### WORK TO BE COMPLETED
All lines holding the word "workout" in the listing below need to be copied.

━━━━━ DATA EXCERPTS

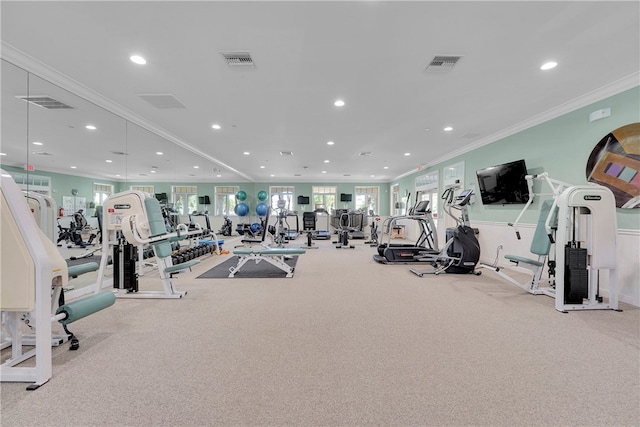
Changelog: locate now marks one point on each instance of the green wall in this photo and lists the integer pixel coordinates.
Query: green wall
(560, 147)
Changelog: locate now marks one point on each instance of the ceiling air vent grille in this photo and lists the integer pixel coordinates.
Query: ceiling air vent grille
(442, 63)
(163, 101)
(47, 102)
(238, 59)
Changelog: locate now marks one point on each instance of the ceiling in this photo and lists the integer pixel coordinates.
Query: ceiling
(372, 54)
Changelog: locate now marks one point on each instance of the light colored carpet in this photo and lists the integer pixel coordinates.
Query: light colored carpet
(345, 342)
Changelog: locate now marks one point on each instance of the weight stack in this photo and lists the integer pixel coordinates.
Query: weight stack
(576, 278)
(128, 268)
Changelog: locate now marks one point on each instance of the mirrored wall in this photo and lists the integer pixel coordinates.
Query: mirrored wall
(47, 131)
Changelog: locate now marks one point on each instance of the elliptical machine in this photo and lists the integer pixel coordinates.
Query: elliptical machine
(461, 253)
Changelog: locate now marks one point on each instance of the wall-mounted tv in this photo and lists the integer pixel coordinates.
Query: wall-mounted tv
(503, 184)
(303, 200)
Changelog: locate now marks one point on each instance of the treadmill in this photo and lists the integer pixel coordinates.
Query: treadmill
(406, 253)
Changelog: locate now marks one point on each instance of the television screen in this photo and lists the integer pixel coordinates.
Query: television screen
(503, 184)
(303, 200)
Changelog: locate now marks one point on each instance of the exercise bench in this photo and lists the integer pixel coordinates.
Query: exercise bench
(274, 256)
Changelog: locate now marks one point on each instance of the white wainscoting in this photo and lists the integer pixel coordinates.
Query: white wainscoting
(493, 234)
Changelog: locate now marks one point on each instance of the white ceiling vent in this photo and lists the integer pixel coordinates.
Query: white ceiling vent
(163, 101)
(238, 59)
(47, 102)
(442, 63)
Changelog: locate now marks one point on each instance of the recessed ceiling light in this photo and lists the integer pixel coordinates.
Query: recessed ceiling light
(548, 65)
(137, 59)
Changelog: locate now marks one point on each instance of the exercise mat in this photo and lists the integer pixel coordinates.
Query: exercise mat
(251, 270)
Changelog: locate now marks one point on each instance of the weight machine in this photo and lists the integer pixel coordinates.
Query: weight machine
(33, 275)
(133, 219)
(581, 218)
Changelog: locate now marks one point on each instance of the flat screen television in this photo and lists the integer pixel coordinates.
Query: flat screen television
(504, 184)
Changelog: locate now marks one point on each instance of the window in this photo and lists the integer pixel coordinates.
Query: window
(101, 192)
(225, 200)
(324, 198)
(367, 199)
(185, 198)
(281, 193)
(144, 188)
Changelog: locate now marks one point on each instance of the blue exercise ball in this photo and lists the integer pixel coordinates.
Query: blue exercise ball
(241, 209)
(262, 209)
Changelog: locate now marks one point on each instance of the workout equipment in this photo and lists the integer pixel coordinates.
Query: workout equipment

━━━━━━━━━━

### WRITTEN SOLUTION
Changelog: locate now marks one point on each instance of the workout equipment in this photo and lists the integer pixel coordinates.
Query: workout equipment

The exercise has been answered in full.